EXERCISE> The line containing "Task: locate the wallaroo's" marks the start; return it and every line after it in the listing below, exactly, through the last.

(Data entries)
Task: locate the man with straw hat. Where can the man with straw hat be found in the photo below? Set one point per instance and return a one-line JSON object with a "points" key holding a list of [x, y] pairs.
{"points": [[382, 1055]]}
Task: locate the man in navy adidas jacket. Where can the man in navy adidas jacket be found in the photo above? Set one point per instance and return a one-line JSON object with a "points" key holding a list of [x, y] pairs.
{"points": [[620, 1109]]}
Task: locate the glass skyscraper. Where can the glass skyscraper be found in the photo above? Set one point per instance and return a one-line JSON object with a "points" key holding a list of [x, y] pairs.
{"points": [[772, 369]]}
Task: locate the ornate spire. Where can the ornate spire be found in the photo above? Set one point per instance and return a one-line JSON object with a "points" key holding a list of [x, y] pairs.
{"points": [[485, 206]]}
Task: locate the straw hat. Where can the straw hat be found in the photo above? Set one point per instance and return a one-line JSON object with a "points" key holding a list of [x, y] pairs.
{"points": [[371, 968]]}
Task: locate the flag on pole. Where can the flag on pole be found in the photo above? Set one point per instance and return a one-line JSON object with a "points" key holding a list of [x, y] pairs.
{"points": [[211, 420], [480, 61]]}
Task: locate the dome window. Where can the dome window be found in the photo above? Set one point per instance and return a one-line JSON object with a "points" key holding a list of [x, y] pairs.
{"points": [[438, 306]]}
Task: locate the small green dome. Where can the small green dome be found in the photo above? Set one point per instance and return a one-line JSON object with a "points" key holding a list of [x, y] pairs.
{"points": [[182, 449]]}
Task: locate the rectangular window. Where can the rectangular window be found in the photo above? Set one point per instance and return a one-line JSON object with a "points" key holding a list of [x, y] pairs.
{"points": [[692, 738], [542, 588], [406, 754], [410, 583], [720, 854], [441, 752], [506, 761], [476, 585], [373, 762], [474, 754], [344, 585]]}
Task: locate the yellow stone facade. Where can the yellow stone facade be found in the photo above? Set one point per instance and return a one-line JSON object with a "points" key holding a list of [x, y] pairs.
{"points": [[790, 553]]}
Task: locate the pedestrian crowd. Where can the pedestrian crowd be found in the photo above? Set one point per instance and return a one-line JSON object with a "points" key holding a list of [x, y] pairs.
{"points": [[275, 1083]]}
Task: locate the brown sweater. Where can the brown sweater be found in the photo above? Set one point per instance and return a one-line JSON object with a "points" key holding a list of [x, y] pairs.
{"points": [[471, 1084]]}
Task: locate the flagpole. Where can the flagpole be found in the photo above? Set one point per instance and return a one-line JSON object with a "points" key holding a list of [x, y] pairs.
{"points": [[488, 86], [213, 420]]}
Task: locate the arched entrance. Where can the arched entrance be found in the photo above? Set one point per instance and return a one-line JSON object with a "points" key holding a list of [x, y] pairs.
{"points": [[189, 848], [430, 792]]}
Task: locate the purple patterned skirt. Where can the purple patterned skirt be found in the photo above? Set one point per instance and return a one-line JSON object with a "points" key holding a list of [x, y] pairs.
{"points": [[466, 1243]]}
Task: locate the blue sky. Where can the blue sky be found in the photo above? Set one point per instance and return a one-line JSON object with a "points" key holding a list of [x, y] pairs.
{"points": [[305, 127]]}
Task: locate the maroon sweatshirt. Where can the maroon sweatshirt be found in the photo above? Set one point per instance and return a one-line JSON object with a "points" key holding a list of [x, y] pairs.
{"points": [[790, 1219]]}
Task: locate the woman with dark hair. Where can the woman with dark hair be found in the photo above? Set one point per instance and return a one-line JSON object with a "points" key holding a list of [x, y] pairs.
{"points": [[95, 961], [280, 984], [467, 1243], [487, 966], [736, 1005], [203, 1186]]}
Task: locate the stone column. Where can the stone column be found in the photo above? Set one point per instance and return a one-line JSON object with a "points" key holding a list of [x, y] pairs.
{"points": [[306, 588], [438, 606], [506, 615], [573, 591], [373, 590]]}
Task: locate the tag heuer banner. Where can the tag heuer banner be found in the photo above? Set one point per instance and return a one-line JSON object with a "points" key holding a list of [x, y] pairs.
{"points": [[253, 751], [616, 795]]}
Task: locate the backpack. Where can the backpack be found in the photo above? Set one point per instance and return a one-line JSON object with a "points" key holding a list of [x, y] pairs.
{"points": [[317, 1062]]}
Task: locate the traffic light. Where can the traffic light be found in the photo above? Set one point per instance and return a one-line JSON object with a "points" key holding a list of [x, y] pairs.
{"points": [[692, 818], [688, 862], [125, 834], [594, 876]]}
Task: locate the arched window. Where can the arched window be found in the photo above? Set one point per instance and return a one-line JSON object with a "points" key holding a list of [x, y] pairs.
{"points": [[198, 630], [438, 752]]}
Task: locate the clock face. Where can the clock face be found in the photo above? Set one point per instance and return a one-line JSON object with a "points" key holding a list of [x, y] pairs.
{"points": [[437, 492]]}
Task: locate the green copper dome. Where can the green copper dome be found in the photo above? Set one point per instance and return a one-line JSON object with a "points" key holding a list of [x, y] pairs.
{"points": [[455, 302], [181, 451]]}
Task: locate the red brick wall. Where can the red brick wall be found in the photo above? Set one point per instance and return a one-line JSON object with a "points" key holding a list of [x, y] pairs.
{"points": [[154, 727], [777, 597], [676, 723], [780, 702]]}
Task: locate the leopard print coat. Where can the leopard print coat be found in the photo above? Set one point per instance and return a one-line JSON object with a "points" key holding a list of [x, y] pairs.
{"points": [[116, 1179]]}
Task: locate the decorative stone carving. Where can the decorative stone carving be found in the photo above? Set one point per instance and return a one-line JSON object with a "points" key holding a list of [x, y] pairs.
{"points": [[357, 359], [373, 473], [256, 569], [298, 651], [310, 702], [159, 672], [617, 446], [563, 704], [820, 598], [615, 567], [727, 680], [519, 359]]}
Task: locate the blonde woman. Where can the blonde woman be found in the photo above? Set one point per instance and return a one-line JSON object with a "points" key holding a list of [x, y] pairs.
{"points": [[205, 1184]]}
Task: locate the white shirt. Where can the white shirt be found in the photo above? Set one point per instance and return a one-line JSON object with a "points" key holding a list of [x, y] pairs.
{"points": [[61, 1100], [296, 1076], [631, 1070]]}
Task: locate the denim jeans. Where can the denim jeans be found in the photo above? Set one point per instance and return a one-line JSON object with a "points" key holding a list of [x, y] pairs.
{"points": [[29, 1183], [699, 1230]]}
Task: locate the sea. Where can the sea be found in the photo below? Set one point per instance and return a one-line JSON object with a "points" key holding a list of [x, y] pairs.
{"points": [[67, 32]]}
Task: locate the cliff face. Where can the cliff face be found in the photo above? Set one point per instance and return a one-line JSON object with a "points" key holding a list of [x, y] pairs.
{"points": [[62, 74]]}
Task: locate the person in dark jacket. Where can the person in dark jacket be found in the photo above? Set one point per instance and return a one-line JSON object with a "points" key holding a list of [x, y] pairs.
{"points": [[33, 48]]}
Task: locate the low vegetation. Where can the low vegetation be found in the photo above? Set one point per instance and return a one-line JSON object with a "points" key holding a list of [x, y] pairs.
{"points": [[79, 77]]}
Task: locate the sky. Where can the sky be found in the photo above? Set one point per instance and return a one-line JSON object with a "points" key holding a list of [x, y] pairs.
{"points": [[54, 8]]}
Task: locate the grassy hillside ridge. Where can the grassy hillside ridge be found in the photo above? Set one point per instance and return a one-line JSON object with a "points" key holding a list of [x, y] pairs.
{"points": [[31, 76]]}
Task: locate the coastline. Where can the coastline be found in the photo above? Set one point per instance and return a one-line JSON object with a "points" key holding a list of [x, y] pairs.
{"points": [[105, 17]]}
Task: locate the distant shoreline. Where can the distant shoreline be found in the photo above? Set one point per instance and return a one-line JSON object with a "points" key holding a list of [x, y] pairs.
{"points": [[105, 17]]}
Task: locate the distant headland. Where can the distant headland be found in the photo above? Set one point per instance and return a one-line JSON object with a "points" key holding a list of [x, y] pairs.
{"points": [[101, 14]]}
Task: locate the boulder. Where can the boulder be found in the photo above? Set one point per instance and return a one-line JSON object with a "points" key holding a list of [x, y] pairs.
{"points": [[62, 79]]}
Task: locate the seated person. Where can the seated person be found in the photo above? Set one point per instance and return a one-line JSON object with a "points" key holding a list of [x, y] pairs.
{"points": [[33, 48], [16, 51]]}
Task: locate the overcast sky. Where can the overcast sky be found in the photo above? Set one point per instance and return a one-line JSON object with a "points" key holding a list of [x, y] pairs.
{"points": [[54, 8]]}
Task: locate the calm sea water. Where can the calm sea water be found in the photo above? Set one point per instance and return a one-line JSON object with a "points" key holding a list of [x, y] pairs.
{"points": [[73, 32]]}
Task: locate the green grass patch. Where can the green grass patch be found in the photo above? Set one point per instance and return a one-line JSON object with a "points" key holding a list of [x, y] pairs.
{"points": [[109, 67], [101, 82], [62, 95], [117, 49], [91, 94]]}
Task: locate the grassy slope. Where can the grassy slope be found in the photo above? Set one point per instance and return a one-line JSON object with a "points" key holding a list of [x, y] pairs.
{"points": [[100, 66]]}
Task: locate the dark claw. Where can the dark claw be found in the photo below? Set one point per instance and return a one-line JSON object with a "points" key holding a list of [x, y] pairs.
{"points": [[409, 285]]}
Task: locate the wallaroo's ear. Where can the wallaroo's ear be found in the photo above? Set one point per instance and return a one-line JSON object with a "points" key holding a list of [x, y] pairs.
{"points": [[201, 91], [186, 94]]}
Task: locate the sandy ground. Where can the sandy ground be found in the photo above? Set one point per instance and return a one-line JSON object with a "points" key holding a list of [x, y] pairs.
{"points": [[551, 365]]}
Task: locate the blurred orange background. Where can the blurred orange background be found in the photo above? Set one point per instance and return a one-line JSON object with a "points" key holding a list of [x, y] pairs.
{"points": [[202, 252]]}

FINISHED TASK>
Task: locate the wallaroo's ear. Where can the wallaroo's ear be found in the photo above? Set one point per instance and return a one-line JSON object with a "points" key holding a list of [x, y] pairs.
{"points": [[201, 91], [186, 94]]}
Task: locate the sandy ground. Where can the sandy ground be found in the photo above? Set one point per instance and return a one-line JSON object with a "points" key holding a list of [x, y] pairs.
{"points": [[551, 365]]}
Task: locate the blurred orange background. Where can the blurred orange background be found in the photo above? Set one point per instance and return a one-line JSON object with a "points" key holding a list of [x, y] pairs.
{"points": [[202, 252]]}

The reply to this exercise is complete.